▶ DIRECTIONS FOR THIS TASK:
What you give back should be exactly the opening lines of the data, ending with the line that contains "[[99, 84], [80, 25], [115, 23]]" and including it.

▶ MATERIAL TO PROCESS:
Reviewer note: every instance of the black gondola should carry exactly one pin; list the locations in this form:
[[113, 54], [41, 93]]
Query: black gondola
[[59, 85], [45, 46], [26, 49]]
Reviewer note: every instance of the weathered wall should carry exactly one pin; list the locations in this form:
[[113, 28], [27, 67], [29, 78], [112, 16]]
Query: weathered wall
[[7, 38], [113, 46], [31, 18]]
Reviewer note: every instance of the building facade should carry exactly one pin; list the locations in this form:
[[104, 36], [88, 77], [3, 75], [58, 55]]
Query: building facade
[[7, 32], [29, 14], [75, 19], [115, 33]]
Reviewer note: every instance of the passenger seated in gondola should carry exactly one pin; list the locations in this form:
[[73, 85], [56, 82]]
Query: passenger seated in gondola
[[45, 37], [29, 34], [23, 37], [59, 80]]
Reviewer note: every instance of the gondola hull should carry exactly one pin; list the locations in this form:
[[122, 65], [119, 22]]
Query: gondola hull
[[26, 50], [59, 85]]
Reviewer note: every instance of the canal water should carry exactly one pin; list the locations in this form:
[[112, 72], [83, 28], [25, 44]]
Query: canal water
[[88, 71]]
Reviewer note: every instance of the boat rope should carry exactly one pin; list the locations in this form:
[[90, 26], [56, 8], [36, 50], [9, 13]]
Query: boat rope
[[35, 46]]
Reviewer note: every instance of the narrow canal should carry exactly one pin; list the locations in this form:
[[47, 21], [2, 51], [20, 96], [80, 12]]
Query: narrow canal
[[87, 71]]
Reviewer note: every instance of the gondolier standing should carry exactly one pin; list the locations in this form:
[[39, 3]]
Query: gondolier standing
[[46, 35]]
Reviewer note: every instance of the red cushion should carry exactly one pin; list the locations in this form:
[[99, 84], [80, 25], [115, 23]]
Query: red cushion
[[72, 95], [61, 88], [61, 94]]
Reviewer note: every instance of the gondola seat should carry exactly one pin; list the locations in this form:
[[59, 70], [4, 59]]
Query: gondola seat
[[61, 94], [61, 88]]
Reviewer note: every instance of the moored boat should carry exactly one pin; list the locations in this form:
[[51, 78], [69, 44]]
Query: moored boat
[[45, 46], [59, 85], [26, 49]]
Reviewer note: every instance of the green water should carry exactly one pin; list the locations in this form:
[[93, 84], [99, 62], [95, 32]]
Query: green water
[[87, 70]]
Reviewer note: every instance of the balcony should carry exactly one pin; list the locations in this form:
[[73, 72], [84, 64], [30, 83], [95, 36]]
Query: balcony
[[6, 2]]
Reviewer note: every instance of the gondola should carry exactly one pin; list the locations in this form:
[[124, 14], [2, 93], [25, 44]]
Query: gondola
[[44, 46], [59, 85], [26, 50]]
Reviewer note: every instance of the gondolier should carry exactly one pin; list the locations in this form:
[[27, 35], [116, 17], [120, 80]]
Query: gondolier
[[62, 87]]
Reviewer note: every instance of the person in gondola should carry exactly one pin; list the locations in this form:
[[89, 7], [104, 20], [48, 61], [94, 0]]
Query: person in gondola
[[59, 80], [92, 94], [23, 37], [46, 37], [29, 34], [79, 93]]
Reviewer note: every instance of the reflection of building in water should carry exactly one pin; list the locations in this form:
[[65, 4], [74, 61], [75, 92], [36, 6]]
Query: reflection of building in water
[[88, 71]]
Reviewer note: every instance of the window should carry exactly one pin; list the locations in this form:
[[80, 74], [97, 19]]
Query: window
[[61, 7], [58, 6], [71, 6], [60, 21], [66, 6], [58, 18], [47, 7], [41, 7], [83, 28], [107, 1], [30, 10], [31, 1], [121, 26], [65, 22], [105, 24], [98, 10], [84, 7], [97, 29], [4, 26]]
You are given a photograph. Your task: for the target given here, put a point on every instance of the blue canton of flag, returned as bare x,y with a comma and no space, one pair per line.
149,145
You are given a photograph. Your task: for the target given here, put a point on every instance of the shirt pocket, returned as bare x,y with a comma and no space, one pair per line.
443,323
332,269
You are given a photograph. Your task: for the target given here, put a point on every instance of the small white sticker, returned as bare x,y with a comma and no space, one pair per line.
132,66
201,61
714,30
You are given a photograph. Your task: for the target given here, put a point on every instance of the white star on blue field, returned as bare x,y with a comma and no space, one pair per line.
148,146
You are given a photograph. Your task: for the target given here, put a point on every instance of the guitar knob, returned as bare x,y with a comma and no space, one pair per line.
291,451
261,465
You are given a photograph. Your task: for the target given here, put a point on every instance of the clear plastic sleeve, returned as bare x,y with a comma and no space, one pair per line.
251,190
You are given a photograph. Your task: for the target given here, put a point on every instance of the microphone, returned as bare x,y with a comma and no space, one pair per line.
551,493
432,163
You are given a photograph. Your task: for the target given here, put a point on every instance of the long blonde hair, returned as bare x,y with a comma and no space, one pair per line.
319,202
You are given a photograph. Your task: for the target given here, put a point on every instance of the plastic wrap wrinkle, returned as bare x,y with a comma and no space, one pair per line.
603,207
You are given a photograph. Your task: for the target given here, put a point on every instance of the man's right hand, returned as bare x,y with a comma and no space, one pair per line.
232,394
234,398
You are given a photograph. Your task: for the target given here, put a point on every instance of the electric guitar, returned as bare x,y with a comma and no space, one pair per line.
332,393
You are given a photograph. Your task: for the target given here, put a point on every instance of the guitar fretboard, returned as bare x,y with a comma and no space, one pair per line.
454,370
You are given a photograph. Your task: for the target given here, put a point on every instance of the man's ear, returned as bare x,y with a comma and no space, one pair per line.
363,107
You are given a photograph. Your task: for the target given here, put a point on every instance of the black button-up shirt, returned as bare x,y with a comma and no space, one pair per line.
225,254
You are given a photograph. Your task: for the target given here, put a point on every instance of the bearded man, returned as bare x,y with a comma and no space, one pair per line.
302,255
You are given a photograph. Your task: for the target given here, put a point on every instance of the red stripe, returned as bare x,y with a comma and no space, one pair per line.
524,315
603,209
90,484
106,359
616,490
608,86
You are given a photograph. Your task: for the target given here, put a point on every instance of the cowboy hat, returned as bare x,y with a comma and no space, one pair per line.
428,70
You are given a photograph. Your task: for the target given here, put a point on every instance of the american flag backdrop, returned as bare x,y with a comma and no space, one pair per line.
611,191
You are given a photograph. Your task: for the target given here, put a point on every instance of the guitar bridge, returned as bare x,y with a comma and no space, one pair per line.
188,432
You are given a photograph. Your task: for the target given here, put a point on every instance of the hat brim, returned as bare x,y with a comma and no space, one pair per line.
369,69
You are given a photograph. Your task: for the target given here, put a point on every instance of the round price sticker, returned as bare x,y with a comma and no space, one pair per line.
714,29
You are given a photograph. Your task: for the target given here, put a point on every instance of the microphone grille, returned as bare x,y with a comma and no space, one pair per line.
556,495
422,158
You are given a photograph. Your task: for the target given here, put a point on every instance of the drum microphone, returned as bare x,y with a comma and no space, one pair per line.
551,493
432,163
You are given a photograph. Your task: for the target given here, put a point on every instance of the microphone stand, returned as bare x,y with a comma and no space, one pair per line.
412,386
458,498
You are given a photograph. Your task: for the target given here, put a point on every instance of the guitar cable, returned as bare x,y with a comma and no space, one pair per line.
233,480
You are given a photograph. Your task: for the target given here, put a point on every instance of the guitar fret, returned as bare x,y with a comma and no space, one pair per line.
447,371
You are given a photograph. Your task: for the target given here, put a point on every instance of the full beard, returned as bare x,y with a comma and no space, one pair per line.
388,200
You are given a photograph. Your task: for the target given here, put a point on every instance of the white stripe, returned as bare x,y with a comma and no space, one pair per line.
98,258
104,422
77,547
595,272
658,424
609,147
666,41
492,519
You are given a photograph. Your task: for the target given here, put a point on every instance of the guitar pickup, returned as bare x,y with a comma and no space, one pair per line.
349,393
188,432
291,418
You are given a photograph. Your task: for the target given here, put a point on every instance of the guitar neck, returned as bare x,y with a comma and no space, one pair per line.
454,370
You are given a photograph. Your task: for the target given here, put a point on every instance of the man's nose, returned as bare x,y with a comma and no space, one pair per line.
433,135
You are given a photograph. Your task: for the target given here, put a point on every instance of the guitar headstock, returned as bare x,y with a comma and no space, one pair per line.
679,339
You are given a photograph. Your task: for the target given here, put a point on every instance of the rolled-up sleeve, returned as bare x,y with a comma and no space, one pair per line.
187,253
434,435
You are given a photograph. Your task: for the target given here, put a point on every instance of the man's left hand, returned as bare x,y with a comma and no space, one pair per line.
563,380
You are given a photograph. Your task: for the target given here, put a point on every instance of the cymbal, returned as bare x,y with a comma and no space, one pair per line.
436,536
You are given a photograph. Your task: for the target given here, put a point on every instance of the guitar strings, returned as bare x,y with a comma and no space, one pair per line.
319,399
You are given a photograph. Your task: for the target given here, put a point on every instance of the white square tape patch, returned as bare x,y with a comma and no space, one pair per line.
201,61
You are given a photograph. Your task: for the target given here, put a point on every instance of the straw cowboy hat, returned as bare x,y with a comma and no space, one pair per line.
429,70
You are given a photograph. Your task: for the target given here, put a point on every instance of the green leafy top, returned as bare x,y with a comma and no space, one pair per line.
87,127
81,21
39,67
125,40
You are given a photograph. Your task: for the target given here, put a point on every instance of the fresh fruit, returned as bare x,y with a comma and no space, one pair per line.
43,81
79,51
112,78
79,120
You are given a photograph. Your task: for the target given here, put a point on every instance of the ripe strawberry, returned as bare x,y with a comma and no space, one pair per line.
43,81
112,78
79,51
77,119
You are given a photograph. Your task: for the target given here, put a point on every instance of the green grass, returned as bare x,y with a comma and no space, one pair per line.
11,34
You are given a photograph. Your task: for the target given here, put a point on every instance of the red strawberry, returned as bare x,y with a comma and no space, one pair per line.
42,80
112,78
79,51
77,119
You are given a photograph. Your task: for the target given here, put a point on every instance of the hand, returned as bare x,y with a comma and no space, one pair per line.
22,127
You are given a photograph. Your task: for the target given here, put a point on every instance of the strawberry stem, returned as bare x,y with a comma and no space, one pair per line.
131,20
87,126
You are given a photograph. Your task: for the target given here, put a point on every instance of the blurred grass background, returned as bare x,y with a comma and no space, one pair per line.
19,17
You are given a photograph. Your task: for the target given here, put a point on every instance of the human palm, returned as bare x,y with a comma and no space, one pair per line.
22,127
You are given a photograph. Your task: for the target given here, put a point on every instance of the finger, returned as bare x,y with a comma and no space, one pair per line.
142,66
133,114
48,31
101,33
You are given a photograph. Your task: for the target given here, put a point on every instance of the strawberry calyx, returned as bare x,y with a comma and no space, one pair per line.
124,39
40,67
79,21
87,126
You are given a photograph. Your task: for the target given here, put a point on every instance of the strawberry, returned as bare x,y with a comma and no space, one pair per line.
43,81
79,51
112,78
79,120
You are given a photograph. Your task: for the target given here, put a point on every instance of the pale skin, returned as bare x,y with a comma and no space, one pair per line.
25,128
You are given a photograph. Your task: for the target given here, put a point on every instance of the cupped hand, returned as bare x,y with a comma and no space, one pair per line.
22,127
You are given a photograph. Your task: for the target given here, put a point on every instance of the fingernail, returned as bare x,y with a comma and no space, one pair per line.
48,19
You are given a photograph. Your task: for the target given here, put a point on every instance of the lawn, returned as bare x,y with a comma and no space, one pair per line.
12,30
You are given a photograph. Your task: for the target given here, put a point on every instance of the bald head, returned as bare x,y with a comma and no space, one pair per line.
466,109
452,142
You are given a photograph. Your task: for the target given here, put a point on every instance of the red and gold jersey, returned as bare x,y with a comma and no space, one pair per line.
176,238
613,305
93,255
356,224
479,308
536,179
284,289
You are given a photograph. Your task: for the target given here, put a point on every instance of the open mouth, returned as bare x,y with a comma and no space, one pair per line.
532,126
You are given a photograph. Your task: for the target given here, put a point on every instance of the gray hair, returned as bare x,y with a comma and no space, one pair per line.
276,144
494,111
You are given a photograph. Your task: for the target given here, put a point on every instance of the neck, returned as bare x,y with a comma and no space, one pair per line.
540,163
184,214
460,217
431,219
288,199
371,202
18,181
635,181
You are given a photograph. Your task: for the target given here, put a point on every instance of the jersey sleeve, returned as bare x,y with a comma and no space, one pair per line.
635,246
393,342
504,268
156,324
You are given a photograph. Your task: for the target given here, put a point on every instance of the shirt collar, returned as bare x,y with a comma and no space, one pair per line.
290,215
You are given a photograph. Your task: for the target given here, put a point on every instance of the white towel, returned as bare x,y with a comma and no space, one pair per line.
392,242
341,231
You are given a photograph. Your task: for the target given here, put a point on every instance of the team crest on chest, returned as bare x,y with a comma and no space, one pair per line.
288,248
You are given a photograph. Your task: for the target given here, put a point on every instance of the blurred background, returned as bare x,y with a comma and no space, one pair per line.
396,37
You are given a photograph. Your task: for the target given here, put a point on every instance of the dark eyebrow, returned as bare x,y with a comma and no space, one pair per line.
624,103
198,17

▶ RESULT OF THIS EXERCISE:
Reviewer note: every instance of the black gondola should carry exactly one pin; list the locations in this form:
[[113, 54], [41, 93]]
Query: black gondola
[[59, 85], [45, 46], [26, 49]]
Reviewer note: every instance of the weathered wall should carry exactly one pin; list the locations in this form:
[[113, 28], [27, 67], [29, 78], [112, 16]]
Query: weathered wall
[[7, 38], [113, 46], [31, 18]]
Reviewer note: every instance of the building facade should carry exactly one pin; list the locations in this form:
[[104, 36], [88, 77], [3, 75], [58, 55]]
Query: building facade
[[7, 32], [29, 14], [75, 19], [115, 33]]
Reviewer note: every instance of the passenger seated in gondola should carry exactly one pin; list the locations in this form:
[[73, 85], [56, 82]]
Query: passenger seated in gondola
[[45, 37], [29, 34], [23, 37], [59, 80]]
Reviewer note: every instance of the gondola hull should carry exactly one pin; list the locations in this form:
[[122, 65], [119, 22]]
Query: gondola hull
[[26, 50], [59, 85]]
Reviewer note: every instance of the canal water should carry exactly one pin; list the locations in this form:
[[112, 72], [83, 28], [25, 44]]
Query: canal water
[[88, 71]]
Reviewer note: every instance of the boat rope should carry exactly one pin; list the locations in this form:
[[90, 26], [56, 8], [36, 50], [9, 13]]
Query: boat rope
[[35, 46]]
Reviewer note: every instance of the narrow canal should carry exactly one pin; list the locations in this form:
[[47, 21], [2, 51], [20, 96], [80, 12]]
Query: narrow canal
[[87, 71]]
Reviewer note: every instance of the gondolier standing should carry exactly one pin; list the locations in this form:
[[39, 3]]
Query: gondolier standing
[[46, 35]]
Reviewer note: every instance of the red cushion should carry exactly one pin; list the locations in this form:
[[99, 84], [80, 25], [115, 23]]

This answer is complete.